● **GIVEN PASSAGE**:
·····
Blocked Ear Remedy: How to Remove Earwax
I woke up one day with deafness in my right ear. I confirmed this by plugging my left ear with my finger. No sounds came through the right. Ordinarily, this information would send me into a panic—but this had happened to me a few times before. When it happened the first time, I did rush to my doctor. He ruled out any injury or pathology. Instead, what he diagnosed was something far more insidious, since it commented on my lack of aural hygiene. Too much hard earwax was blocking my ear canal.
If you suspect ear blockage, consult your doctor to ensure that nothing more serious is going on.
Earwax, more scientifically called “cerumen” and sometimes spelled in two words as “ear wax,” is a substance secreted in the ear canal. It cleans and lubricates the area, and helps fight against bacteria, insects, and fungi. The wax forms in the outer third of the ear canal, and it usually leaves the ear naturally due to jaw motion from chewing and talking. However, cleaning ears with Q-tips, bobby pins, paper clips, wet napkin corners, or a pinky finger, can push this wax further into the ear, plugging the canal.
Other symptoms of too much earwax: tinnitus (ringing in the ear), ear aches, itching, and leaking of wax.
Using Removal Kits
An effective remedy for cleaning your ears of cerumen is through a kit that combines a softening liquid solution and a flushing tool, also called an irrigator. Such kits also have additional accessories such as basin or earplugs that are nice to have, but not required. You can also buy the liquid and tools separately, which is useful if you prefer the solution from one manufacturer and the tool from another. This will naturally be more expensive than buying a kit.
Under no circumstances should you use ear candles to remove ear wax. No studies prove the effectiveness of ear candles and the U.S. Food and Drug Administration considers them dangerous.
Tip: To save money, buy a kit that combines all the necessary tools.
Earwax Removal Solution
Earwax cleaning solution is typically made with carbamide peroxide, and comes in a small squeeze bottle. Find the smallest size that you can, because even 0.5 ounces will last over several cleaning sessions. The bottle typically features a neck that tapers into either a bulb, or cone that fits just inside the ear canal. The neck may also have a barrier to prevent the tip from being pushed too far into the ear.
You lay on the side of the unaffected ear, and then squeeze a few drops of liquid into the opening of the other ear. You then wait about three to five minutes as the solution softens the earwax. If you have to treat both ears, you can block the first treated ear with a cotton swab or tissue paper to prevent the solution from running out. You can then apply the drops to the second ear.
I’ve personally used Murine Ear Drops for my problem and can attest to its effectiveness. You repeat the application twice a day for four days. You most likely won’t get the wax soft enough for removal until about the fourth or fifth application.
Tip: Look for the smallest bottle you can. Once exposed to air, carbamide peroxide, the main ingredient for earwax removal solution, can lose its effectiveness after several days.
Earwax Remoal Irrigator
You need to flush the earwax from your ear using warm water, which can be messy and inconvenient unless you using a flushing tool. Many earwax removal kits have plastic bulbs, which I’ve found to be nearly useless, since they don’t hold a lot of water, and don’t flush the water hard enough. Avoid these bulbs.
·····
● **Dataset excerpts**:
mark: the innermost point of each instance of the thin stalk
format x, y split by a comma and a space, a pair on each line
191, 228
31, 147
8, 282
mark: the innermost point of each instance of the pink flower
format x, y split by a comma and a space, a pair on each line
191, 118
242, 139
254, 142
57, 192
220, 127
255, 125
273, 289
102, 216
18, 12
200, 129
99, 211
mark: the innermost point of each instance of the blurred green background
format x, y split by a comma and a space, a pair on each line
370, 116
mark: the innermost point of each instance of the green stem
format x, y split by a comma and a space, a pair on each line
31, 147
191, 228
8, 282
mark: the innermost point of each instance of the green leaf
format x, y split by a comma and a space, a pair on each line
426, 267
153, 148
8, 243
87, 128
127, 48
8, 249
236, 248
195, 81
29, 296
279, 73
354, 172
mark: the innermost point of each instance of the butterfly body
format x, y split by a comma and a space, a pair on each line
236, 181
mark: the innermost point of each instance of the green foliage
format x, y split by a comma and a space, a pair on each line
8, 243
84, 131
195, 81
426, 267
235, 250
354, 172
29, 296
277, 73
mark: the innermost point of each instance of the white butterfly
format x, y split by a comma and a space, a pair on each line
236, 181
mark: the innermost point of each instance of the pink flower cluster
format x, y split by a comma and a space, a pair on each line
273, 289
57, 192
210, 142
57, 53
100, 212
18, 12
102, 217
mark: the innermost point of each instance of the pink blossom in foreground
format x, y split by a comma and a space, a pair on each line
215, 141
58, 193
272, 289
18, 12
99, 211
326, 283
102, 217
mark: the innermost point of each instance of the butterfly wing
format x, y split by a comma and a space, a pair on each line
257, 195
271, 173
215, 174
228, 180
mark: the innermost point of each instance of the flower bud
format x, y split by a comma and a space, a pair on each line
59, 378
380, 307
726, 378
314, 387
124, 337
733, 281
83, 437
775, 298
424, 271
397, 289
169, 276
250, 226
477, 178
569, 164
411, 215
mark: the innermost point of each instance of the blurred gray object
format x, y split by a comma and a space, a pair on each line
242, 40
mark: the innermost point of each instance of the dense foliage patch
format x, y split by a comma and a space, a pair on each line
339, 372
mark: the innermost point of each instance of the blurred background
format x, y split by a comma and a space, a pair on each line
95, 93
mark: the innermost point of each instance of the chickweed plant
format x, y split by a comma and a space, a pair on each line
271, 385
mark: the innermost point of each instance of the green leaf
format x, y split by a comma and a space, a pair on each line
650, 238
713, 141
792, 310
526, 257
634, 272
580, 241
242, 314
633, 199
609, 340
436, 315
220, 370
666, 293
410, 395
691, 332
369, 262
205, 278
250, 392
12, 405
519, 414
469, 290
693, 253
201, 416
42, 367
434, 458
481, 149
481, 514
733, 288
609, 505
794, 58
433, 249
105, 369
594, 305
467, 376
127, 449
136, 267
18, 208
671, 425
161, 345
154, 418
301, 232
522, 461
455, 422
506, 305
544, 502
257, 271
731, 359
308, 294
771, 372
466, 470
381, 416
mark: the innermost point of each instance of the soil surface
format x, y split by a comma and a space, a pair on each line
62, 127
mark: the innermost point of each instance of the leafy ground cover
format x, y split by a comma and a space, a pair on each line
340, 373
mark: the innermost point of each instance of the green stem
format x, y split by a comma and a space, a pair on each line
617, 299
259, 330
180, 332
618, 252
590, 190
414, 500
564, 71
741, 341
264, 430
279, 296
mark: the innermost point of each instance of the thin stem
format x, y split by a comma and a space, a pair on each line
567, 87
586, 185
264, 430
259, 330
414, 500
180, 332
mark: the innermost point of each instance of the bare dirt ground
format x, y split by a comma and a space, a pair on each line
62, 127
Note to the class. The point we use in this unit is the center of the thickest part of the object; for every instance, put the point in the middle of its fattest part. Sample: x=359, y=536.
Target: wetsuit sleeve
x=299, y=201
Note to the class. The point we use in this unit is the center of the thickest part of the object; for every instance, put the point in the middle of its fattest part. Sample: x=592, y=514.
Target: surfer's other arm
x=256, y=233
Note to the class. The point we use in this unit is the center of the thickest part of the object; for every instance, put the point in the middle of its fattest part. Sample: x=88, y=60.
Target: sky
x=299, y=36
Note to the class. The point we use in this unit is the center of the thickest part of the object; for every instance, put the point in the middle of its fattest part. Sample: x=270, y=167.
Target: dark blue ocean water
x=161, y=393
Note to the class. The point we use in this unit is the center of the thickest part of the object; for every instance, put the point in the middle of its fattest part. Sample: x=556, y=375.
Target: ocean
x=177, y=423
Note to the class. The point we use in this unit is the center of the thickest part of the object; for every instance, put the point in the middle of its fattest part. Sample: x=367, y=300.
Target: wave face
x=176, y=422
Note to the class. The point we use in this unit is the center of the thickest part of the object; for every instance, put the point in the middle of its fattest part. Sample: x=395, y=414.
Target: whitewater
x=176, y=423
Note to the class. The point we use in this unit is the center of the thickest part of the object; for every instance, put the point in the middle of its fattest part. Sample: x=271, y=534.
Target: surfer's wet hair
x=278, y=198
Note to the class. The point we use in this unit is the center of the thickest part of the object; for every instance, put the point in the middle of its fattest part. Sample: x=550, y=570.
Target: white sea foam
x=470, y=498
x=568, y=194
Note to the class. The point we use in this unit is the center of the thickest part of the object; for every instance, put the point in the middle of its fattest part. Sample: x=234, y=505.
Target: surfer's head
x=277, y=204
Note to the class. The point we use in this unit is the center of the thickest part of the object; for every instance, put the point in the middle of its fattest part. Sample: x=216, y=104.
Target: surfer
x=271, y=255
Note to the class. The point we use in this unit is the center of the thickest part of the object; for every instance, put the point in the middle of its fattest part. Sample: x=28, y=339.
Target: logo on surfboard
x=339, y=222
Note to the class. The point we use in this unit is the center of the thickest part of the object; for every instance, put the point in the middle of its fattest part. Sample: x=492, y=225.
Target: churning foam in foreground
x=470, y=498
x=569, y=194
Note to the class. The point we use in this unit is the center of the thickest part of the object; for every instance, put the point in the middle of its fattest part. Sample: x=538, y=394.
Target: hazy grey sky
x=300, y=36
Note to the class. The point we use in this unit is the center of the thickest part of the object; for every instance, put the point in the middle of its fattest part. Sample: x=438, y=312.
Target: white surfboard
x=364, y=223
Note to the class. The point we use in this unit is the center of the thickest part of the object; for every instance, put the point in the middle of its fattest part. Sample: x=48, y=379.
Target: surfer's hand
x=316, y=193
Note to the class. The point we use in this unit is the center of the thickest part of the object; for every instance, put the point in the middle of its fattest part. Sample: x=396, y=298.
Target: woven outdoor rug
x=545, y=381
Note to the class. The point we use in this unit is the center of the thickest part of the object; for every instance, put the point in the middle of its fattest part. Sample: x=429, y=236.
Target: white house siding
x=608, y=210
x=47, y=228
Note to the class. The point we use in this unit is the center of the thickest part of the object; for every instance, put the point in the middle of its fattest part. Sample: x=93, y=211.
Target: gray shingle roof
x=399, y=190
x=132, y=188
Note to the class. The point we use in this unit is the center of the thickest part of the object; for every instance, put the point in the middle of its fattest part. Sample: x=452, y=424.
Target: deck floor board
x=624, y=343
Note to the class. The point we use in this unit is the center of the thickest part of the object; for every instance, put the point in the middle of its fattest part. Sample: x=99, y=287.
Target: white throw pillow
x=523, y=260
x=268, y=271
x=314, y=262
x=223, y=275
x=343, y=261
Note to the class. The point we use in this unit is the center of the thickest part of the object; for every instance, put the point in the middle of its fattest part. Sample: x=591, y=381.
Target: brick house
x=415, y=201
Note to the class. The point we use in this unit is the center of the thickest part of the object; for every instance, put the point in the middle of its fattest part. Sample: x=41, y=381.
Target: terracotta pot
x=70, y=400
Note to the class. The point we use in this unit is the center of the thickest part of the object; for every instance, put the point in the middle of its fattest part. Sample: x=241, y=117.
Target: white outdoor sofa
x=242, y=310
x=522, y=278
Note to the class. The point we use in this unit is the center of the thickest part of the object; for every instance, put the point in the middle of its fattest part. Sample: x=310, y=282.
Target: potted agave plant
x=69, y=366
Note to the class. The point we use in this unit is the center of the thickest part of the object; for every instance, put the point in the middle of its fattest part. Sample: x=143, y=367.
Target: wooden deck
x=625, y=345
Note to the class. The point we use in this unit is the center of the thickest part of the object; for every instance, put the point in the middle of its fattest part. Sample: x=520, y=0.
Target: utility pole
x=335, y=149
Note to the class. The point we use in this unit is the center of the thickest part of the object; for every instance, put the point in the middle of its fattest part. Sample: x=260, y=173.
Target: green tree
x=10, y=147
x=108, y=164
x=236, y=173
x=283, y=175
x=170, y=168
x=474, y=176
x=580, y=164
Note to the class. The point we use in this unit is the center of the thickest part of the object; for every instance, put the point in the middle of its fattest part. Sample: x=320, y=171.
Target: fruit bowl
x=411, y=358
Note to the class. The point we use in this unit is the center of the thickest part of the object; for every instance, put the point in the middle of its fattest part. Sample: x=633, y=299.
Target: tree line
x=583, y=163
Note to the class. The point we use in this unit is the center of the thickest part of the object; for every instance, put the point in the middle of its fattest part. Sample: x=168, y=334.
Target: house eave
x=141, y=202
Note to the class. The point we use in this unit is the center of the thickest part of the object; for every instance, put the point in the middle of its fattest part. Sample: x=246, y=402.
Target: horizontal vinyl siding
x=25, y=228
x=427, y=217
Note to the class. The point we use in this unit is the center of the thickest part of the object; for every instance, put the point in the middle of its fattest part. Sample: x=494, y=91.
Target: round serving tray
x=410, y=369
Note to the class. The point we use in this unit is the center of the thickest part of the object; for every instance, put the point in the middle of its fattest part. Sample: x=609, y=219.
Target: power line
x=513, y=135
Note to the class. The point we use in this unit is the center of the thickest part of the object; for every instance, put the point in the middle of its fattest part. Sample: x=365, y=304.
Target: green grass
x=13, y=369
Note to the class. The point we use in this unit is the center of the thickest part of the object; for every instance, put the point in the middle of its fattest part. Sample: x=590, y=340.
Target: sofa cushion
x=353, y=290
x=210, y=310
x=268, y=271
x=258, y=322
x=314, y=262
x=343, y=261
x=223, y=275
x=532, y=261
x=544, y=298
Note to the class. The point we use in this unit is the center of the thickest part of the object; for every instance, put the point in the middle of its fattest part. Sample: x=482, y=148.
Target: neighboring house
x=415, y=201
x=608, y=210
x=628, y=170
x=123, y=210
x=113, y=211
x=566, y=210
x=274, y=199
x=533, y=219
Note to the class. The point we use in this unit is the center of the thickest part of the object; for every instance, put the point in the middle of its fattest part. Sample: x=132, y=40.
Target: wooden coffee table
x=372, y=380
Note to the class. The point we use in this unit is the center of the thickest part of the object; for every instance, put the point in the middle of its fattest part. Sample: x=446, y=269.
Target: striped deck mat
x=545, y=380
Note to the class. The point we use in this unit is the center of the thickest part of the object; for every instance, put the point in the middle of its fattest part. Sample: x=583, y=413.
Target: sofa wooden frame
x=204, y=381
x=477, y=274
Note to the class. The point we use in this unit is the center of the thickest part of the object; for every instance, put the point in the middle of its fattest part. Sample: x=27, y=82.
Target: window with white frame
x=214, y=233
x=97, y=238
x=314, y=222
·····
● **REQUIRED TASKS**:
1. Answer these questions using the earwax text:
(a) What is the more scientific name for earwax?
(b) Which agency considers ear candles dangerous?
(c) How long should you wait for the solution to soften the earwax after squeezing in the drops?
2. Rewrite the part of the earwax text starting at "Tip: Look for" and ending at "after several days.", substituting "a few days" for "several days".
The records are separate material and have no connection to the earwax text.

● **ANSWERS TO THE EXERCISE**:
1.
(a) Cerumen
(b) The U.S. Food and Drug Administration
(c) About three to five minutes

2.
Tip: Look for the smallest bottle you can. Once exposed to air, carbamide peroxide, the main ingredient for earwax removal solution, can lose its effectiveness after a few days.